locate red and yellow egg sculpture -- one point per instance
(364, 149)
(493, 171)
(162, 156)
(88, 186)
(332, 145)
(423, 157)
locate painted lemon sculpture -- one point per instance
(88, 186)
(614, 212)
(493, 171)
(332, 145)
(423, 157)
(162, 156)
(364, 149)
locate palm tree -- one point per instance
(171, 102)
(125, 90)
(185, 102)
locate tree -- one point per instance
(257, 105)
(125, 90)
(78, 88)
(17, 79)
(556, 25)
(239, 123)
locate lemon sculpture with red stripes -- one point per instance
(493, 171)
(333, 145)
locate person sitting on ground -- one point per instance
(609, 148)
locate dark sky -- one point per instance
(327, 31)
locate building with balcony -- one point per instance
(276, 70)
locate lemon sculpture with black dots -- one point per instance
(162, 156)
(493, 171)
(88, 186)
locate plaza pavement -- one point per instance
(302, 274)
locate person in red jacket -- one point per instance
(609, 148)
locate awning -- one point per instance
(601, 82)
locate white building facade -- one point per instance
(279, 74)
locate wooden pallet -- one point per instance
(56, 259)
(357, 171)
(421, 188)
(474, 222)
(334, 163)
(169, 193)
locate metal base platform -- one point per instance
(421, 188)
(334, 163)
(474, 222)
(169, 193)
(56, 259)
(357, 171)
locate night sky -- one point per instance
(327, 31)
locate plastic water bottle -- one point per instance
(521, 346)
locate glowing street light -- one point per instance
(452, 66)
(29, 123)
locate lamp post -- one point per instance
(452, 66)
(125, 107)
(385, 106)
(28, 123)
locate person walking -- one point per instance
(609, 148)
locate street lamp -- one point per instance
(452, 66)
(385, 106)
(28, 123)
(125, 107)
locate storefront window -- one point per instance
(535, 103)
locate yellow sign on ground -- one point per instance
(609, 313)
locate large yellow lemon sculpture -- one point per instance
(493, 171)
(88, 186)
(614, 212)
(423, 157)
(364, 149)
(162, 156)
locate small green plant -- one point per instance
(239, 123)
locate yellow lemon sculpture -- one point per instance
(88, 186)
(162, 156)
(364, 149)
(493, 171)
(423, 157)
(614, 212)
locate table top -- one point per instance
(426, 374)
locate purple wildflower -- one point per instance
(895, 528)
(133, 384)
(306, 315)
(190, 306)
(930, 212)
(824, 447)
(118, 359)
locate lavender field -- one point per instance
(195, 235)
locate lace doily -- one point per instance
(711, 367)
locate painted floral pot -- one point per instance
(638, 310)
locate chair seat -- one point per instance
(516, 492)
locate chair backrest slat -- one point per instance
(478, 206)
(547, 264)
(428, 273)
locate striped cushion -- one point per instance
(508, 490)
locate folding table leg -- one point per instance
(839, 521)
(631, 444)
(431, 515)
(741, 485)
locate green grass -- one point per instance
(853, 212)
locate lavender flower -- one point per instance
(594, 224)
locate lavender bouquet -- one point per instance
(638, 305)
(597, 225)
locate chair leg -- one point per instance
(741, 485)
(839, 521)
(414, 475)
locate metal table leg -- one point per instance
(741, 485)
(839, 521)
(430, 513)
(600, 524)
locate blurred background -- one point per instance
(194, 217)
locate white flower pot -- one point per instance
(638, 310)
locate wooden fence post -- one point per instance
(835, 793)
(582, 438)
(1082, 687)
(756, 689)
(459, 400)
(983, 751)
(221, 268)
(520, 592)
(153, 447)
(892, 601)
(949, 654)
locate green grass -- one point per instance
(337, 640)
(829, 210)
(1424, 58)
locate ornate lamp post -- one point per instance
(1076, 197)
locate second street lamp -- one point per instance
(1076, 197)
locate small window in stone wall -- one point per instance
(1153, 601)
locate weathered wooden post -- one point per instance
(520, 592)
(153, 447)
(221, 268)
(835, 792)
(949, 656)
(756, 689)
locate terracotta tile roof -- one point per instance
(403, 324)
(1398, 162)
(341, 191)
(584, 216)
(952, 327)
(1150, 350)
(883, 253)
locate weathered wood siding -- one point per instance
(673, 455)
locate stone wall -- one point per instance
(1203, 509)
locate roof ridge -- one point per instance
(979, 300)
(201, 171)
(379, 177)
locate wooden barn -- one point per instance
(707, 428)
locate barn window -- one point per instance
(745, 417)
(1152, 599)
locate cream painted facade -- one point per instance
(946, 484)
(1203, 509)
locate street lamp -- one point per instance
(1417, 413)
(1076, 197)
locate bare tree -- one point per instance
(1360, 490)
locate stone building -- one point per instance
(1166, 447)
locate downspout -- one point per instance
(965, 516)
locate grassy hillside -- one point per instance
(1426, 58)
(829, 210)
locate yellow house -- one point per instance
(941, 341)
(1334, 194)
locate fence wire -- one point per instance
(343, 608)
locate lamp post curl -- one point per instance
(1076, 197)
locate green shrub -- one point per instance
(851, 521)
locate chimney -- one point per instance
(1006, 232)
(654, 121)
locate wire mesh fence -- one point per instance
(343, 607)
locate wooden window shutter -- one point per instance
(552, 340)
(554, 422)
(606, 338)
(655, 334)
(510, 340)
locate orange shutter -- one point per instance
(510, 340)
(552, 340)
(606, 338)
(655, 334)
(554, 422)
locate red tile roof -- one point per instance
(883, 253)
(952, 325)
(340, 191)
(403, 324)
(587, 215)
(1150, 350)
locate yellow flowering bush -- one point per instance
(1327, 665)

========

→ **Work item**:
Would you write out all of the data again, unchanged?

→ **Your response**:
locate red and yellow egg sculpture -- one point per instance
(364, 149)
(493, 171)
(162, 156)
(88, 186)
(332, 145)
(423, 157)
locate painted lemon sculpture -- one point per instance
(88, 186)
(614, 212)
(493, 171)
(332, 145)
(423, 157)
(162, 156)
(364, 149)
locate palm tree -- one point per instance
(171, 102)
(125, 90)
(185, 102)
locate tree -- one point per instance
(257, 105)
(125, 90)
(78, 88)
(17, 79)
(556, 25)
(239, 123)
locate lemon sculpture with red stripes -- one point per instance
(493, 171)
(333, 145)
locate person sitting on ground -- one point per instance
(609, 148)
locate dark sky -- one point per instance
(327, 31)
locate building with balcony -- one point per instance
(276, 70)
locate lemon sculpture with black dots -- one point per instance
(162, 156)
(493, 171)
(88, 186)
locate plaza pavement -- one point per instance
(302, 274)
locate person in red jacket -- one point per instance
(609, 148)
locate awning -- one point per instance
(601, 82)
locate white building facade -- one point per instance
(279, 74)
locate wooden pallet -- one point per instance
(56, 259)
(357, 171)
(421, 188)
(474, 222)
(334, 163)
(169, 193)
locate metal base platform -- one point per instance
(421, 188)
(334, 163)
(474, 222)
(169, 193)
(56, 259)
(357, 171)
locate night sky -- one point per instance
(327, 31)
locate plastic water bottle -- one point per instance
(521, 346)
locate glowing street light -- one point per instance
(452, 66)
(29, 123)
locate lamp post -- one point per instance
(452, 66)
(125, 107)
(385, 106)
(28, 123)
locate person walking -- one point per instance
(609, 148)
locate street lamp -- one point per instance
(452, 66)
(385, 106)
(28, 123)
(125, 107)
locate storefront window -- one point per instance
(535, 103)
locate yellow sign on ground -- one point per instance
(609, 313)
locate large yellow lemon sculpture -- one point per instance
(493, 171)
(88, 186)
(614, 212)
(423, 157)
(364, 149)
(162, 156)
locate small green plant -- one point per instance
(239, 123)
locate yellow lemon sculpture -- one point per instance
(88, 186)
(162, 156)
(364, 149)
(493, 171)
(423, 157)
(614, 212)
locate table top -- one point per instance
(426, 374)
locate purple wildflower -- one point per instance
(895, 528)
(133, 384)
(306, 315)
(190, 306)
(930, 212)
(824, 447)
(118, 359)
locate lavender field -- one point per instance
(195, 235)
locate lace doily -- one point per instance
(711, 367)
locate painted floral pot -- one point per instance
(638, 310)
locate chair seat -- one point per instance
(516, 492)
locate chair backrest slat -- one point per instance
(478, 206)
(547, 264)
(428, 273)
locate striped cushion -- one point per instance
(508, 490)
locate folding table leg -- one point per instance
(839, 521)
(631, 444)
(431, 515)
(741, 485)
locate green grass -- one point per instance
(853, 212)
locate lavender flower -- one point per instance
(594, 224)
locate lavender bouquet -- one point per instance
(638, 305)
(597, 225)
locate chair leg -- one point per instance
(741, 485)
(839, 521)
(414, 475)
locate metal table leg -- one point per instance
(741, 485)
(839, 521)
(430, 513)
(600, 524)
locate blurred background -- one point per instance
(194, 217)
locate white flower pot -- one point per instance
(638, 310)
locate wooden fence post -- one point per instance
(835, 793)
(582, 438)
(1082, 687)
(756, 689)
(459, 400)
(983, 751)
(221, 268)
(520, 592)
(153, 447)
(892, 601)
(949, 654)
locate green grass -- one point per instance
(337, 640)
(829, 210)
(1424, 58)
locate ornate lamp post -- one point per instance
(1076, 197)
locate second street lamp -- one point per instance
(1076, 197)
locate small window in stone wall -- one point per instance
(1153, 601)
locate weathered wooden post -- one point per instance
(520, 592)
(153, 447)
(221, 268)
(835, 792)
(949, 656)
(756, 689)
locate terracotta tile roof -- one point per instance
(403, 324)
(1398, 162)
(341, 191)
(584, 216)
(952, 327)
(1150, 350)
(883, 253)
locate weathered wood siding -- one point per instance
(673, 455)
locate stone wall -- one point per instance
(1203, 509)
locate roof ridge -- one point per instance
(979, 300)
(201, 171)
(379, 177)
locate wooden barn -- one point per instance
(707, 428)
locate barn window -- one point per instance
(745, 417)
(1152, 599)
locate cream painted facade -- one point per instance
(946, 484)
(1203, 509)
locate street lamp -- one point per instance
(1417, 413)
(1076, 197)
locate bare tree -- one point per instance
(1360, 490)
locate stone building -- one point per instance
(1166, 447)
locate downspout -- one point per instance
(965, 516)
locate grassy hillside -- one point per instance
(1426, 58)
(829, 210)
locate yellow house -- one point per instance
(941, 341)
(1334, 194)
locate fence wire -- one point per instance
(343, 608)
locate lamp post curl -- one point per instance
(1076, 197)
locate green shrub -- one point per instance
(851, 521)
locate chimney -- one point per instance
(1006, 232)
(654, 121)
locate wire mesh fence -- one point per instance
(343, 607)
locate wooden window shutter -- one point per instance
(552, 340)
(554, 422)
(606, 338)
(655, 334)
(510, 340)
locate orange shutter -- one point per instance
(510, 340)
(552, 340)
(606, 338)
(655, 334)
(554, 422)
locate red tile roof -- one point per instance
(883, 253)
(952, 325)
(340, 191)
(403, 324)
(587, 215)
(1150, 350)
locate yellow flowering bush -- one point per instance
(1327, 665)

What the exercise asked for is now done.